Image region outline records
---*---

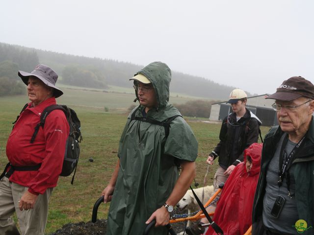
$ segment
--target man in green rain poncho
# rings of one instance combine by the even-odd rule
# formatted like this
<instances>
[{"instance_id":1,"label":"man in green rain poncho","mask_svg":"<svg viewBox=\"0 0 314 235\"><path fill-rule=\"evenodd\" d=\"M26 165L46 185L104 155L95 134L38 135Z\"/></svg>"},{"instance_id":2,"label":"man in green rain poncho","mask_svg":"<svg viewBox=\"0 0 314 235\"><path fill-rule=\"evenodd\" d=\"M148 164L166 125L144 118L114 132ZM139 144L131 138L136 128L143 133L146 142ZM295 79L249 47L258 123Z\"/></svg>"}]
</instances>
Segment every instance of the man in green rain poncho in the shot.
<instances>
[{"instance_id":1,"label":"man in green rain poncho","mask_svg":"<svg viewBox=\"0 0 314 235\"><path fill-rule=\"evenodd\" d=\"M171 79L170 69L159 62L150 64L130 79L140 105L128 118L119 160L102 194L105 203L111 201L107 235L142 235L154 219L156 224L150 235L167 234L164 225L169 223L169 212L195 176L198 143L184 119L174 118L168 134L164 126L145 121L145 118L162 122L181 115L168 102Z\"/></svg>"}]
</instances>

---*---

Rewrite every line of the records above as a numbered list, skipping any blank lines. Leave the pictures out of your answer.

1. $ segment
2. --target man in green rain poncho
3. # rings of one instance combine by the even-odd rule
4. # formatted like this
5. <instances>
6. [{"instance_id":1,"label":"man in green rain poncho","mask_svg":"<svg viewBox=\"0 0 314 235\"><path fill-rule=\"evenodd\" d=\"M26 165L46 185L104 155L95 134L38 135Z\"/></svg>"},{"instance_id":2,"label":"man in green rain poncho","mask_svg":"<svg viewBox=\"0 0 314 235\"><path fill-rule=\"evenodd\" d=\"M148 164L166 125L144 118L114 132ZM139 144L131 138L136 128L143 133L146 142ZM295 79L249 47L258 123Z\"/></svg>"}]
7. </instances>
8. Segment every instance of the man in green rain poncho in the shot.
9. <instances>
10. [{"instance_id":1,"label":"man in green rain poncho","mask_svg":"<svg viewBox=\"0 0 314 235\"><path fill-rule=\"evenodd\" d=\"M171 79L170 69L159 62L150 64L130 79L140 105L128 118L119 160L102 194L105 203L111 201L107 235L142 235L154 219L156 224L150 235L167 234L164 225L169 223L169 212L195 176L198 143L184 119L174 118L168 134L164 126L145 121L145 118L162 122L181 115L168 102Z\"/></svg>"}]
11. </instances>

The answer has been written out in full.